EXTRAIT:
—————

L’origine du désir selon Platon :
Dans le Banquet de Platon, six convives dont Socrate donnent leur conception du désir amoureux, après avoir bien festoyé. Aristophane, un poète, raconte alors le mythe de l’androgyne pour expliquer pourquoi l’homme désire.
« A l’origine, l’homme et la femme ne formaient qu’un seul être fusionné, l’androgyne. Mais un jour, cet être hybride est coupé en deux à cause d’un châtiment divin. Depuis ce jour, chaque homme recherche sa moitié perdue. L’amour est la rencontre avec son alter ego, son autre moi ».
Platon, le Banquet, 380 av. J-C
Le mythe de l’androgyne correspond à ce que nous appelons aujourd’hui la recherche de l’âme sœur. Le désir est bien ancré en nous et nous fait instinctivement chercher ce qui nous manque. Dans sa nature même l’homme est un être de manque. Exister, c’est cette quête incessante de ce qui lui manque, pour faire taire sa souffrance.
Une conception pessimiste du désir :
A l’origine, le mot « désir » signifie « la nostalgie de l’astre perdu, de l’étoile ». L’étymologie confirme donc que le désir a un rapport avec le manque. Le désir fait de nous des êtres souffrants. Il convient de se référer dans ce sens à Schopenhauer. Selon ce dernier, la vie est une oscillation permanente entre la souffrance de ce qui nous manque et la nostalgie de ce que nous avons perdu. Dans son œuvre Le monde comme volonté et comme représentation, Schopenhauer affirme :
« La vie oscille comme un pendule de droite à gauche, de la souffrance à l’ennui ».
Il n’y pas d’alternative possible. A l’instant même ou nous désirons, nous souffrons de façon mécanique. La satisfaction apporte le plaisir. Mais immédiatement après, l’homme ressent de nouveau le besoin de désirer, sinon il s’ennuie. L’expérience révèle que quand notre désir est satisfait, nous éprouvons un vif ennui, et projetons notre désir sur d’autres objets. Schopenhauer développe une conception pessimiste de l’existence.
Pour Schopenhauer toujours, les moments heureux ne nous apparaissent comme tels que lorsqu’ils ont disparu. Nous désirons deux choses : Celles que nous n’avons pas et celles que nous avons perdues. Schopenhauer insiste sur l’aspect négatif du désir. Parce qu’il désire, l’homme est condamné à osciller entre peine et ennui. Pour sortir de cette douloureuse mécanique du cœur, la solution serait donc d’éteindre et supprimer le désir par un travail sur soi. Mais supprimer le désir n’est pas souhaitable. Cela a des conséquences néfastes sur l’individu. On constate par exemple que les personnes qui souffrent de dépression n’ont plus envie de rien. Elles souffrent d’apathie, l’absence totale de désirs
Il est vrai que le désir est une souffrance lorsqu’il n’est pas satisfait. Néanmoins, tout le monde a fait l’expérience du désir. C’est un sentiment positif surtout lorsqu’il s’agit de l’amour. Si le désir est source de souffrance comme le prétend Schopenhauer, pourquoi sommes-nous heureux lorsque nous l’éprouvons ?

—————

LIGNES DE DONNÉES:
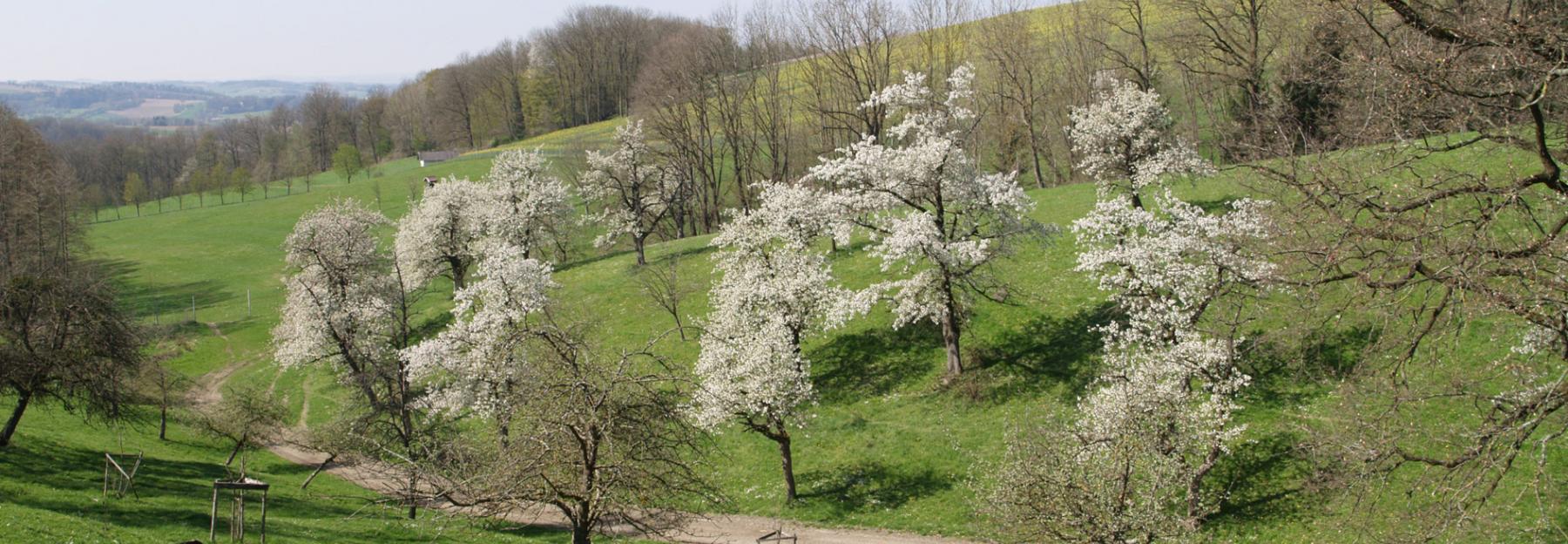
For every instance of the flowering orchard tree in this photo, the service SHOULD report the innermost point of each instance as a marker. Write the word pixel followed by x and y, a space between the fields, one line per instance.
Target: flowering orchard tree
pixel 1126 141
pixel 525 206
pixel 1166 267
pixel 1160 416
pixel 1162 412
pixel 441 234
pixel 477 361
pixel 341 298
pixel 345 306
pixel 632 190
pixel 932 214
pixel 774 289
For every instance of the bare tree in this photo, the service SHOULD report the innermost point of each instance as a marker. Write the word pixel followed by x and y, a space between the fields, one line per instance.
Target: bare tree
pixel 1436 234
pixel 598 435
pixel 666 287
pixel 62 331
pixel 850 55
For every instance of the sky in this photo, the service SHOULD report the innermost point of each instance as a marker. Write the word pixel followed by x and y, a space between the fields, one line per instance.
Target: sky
pixel 362 41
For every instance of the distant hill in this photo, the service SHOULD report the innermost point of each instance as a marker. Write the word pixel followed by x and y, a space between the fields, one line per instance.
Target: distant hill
pixel 157 102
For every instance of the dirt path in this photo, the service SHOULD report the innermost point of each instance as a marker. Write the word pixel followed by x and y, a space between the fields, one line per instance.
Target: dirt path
pixel 209 388
pixel 720 528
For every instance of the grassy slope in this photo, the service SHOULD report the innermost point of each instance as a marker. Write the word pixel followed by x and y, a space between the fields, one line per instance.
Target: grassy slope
pixel 886 445
pixel 51 491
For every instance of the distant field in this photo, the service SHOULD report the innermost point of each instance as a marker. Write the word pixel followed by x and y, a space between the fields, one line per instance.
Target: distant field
pixel 154 108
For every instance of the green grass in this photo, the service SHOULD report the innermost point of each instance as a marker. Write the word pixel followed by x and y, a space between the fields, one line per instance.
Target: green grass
pixel 885 447
pixel 51 491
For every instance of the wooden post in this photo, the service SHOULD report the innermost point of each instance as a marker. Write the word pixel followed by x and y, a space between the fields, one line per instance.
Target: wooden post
pixel 264 516
pixel 212 524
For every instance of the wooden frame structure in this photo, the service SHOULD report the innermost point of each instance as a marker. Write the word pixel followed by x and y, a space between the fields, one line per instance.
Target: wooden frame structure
pixel 239 489
pixel 117 479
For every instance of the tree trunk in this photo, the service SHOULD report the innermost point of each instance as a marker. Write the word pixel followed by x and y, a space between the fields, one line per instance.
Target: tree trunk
pixel 460 272
pixel 164 416
pixel 787 461
pixel 950 330
pixel 16 418
pixel 956 364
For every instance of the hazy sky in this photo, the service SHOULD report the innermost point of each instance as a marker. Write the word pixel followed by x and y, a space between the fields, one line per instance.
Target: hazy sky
pixel 301 39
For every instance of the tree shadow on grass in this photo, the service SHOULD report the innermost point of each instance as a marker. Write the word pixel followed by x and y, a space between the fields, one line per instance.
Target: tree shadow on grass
pixel 869 485
pixel 1266 481
pixel 1291 373
pixel 1219 206
pixel 872 363
pixel 1048 351
pixel 145 298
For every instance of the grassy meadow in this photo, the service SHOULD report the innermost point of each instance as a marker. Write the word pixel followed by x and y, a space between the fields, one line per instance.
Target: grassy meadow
pixel 886 445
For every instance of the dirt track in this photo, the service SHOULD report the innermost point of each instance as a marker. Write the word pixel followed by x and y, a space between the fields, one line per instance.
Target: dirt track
pixel 719 528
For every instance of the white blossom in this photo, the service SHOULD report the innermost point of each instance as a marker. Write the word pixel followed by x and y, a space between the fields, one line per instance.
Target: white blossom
pixel 632 190
pixel 1126 141
pixel 477 361
pixel 774 289
pixel 933 217
pixel 341 298
pixel 1162 265
pixel 525 206
pixel 441 233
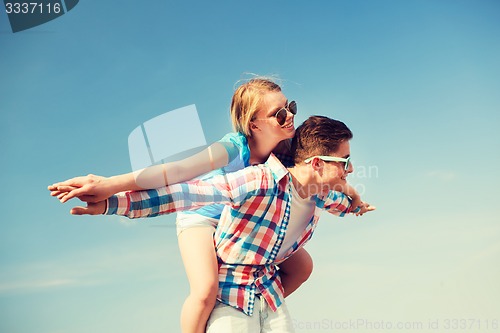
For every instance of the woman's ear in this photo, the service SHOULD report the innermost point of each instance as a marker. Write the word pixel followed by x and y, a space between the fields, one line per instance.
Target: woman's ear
pixel 317 164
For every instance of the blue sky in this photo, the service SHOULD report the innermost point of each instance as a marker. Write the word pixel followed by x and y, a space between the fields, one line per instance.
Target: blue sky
pixel 416 81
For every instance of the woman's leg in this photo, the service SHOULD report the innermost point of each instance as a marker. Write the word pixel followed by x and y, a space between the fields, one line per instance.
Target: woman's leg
pixel 295 270
pixel 198 254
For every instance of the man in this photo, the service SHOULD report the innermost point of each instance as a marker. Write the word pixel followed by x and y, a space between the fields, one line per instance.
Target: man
pixel 272 212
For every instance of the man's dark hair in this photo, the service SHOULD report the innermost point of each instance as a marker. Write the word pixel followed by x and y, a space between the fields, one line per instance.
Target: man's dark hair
pixel 318 135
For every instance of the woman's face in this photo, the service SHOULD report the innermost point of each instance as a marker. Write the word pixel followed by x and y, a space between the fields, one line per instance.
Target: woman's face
pixel 265 119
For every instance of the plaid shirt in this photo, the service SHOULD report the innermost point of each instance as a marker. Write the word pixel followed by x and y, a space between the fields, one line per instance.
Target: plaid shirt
pixel 250 232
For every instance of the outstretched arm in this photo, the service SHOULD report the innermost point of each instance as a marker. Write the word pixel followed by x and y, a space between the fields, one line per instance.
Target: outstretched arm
pixel 230 189
pixel 93 188
pixel 339 204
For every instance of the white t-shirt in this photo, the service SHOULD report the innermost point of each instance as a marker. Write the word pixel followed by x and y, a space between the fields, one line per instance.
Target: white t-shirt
pixel 301 213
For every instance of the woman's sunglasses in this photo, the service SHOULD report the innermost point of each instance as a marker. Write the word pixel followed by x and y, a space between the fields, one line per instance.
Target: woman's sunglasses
pixel 281 114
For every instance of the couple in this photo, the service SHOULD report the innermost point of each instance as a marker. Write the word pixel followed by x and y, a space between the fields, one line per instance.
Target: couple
pixel 263 214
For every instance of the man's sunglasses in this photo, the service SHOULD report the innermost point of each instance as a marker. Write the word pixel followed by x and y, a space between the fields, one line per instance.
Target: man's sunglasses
pixel 346 161
pixel 281 114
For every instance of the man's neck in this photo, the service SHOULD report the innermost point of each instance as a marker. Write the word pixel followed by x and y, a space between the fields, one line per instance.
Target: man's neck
pixel 303 181
pixel 260 149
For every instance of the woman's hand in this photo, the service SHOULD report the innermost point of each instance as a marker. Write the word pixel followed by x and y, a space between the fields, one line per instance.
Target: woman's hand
pixel 90 188
pixel 363 208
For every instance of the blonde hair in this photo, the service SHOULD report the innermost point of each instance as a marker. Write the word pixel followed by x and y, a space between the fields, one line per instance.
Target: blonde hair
pixel 246 102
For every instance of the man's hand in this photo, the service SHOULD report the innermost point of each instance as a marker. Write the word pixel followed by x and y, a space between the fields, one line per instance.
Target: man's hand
pixel 363 208
pixel 89 188
pixel 93 208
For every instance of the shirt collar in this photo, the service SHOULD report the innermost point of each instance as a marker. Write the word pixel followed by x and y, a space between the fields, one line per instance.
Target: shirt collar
pixel 277 168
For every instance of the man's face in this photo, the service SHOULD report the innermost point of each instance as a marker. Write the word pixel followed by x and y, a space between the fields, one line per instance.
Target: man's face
pixel 334 174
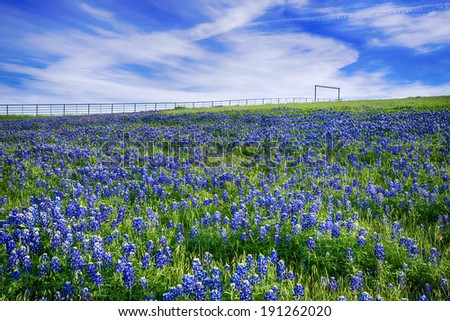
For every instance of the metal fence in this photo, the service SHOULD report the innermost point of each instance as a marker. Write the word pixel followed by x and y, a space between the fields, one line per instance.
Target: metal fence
pixel 112 108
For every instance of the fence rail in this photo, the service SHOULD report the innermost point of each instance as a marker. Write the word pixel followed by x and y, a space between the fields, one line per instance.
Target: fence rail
pixel 112 108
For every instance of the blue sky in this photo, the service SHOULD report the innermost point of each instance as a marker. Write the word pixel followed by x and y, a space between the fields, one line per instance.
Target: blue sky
pixel 173 50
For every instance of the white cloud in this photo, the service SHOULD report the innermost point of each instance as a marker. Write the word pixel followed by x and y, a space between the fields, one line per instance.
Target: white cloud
pixel 400 26
pixel 92 67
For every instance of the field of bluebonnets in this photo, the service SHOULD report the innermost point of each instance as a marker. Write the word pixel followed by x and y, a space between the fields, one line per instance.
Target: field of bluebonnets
pixel 328 202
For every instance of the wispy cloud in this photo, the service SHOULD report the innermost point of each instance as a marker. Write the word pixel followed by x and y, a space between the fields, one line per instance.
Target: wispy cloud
pixel 403 26
pixel 126 63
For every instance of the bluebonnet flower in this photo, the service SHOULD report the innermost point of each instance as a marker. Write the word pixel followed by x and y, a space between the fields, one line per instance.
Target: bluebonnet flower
pixel 444 283
pixel 428 289
pixel 128 275
pixel 396 230
pixel 246 291
pixel 75 260
pixel 335 231
pixel 199 294
pixel 145 261
pixel 435 256
pixel 26 264
pixel 357 282
pixel 215 295
pixel 349 253
pixel 299 292
pixel 189 285
pixel 91 269
pixel 262 233
pixel 138 225
pixel 207 259
pixel 163 241
pixel 143 283
pixel 194 232
pixel 262 265
pixel 86 295
pixel 281 270
pixel 333 285
pixel 42 269
pixel 197 267
pixel 271 294
pixel 402 280
pixel 217 218
pixel 15 275
pixel 150 247
pixel 225 196
pixel 379 252
pixel 273 256
pixel 224 234
pixel 180 238
pixel 13 259
pixel 173 293
pixel 67 292
pixel 365 297
pixel 311 244
pixel 163 257
pixel 97 279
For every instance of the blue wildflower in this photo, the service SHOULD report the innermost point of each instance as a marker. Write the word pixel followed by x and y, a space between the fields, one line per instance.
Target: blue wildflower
pixel 15 275
pixel 246 291
pixel 299 292
pixel 379 252
pixel 86 295
pixel 311 244
pixel 333 285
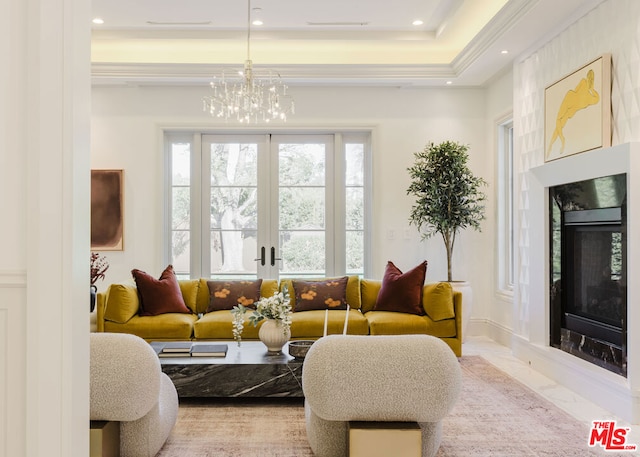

—————

CONSIGNE:
Poursuivez le texte sur le désir en enchaînant après la question qui le termine. Les lignes ne sont d'aucune utilité ici.

PRODUCTION ATTENDUE:
- Le mythe de la naissance d’Eros :
Toujours dans le Banquet, Platon fait parler Socrate qui donne une vision très intéressante du désir en évoquant le mythe d’Eros.
- Le pouvoir du désir selon Platon :
Le désir, Eros en grec, est un demi-dieu né de l’union entre Pénia, une mendiante mortelle et un dieu Poros. Eros possède les caractéristiques de ses deux parents ; Sa mère étant une mendiante, il est « dans le besoin » mais en même temps, son père étant un dieu, il est plein de ressources pour combler ses manques et sortir du besoin. Littéralement, le désir est donc caractérisé par un sentiment de manque cruel et des capacités augmentées, qu’elles soient physiques ou intellectuelles.
En effet, avoir envie de quelque chose fait souffrir. Mais une envie sincère nous fera tout mettre en œuvre pour la satisfaire, y compris des choses qui nous seraient impossibles en temps ordinaires.
=== » le désir est ce qui active tout notre être pour sortir du manque.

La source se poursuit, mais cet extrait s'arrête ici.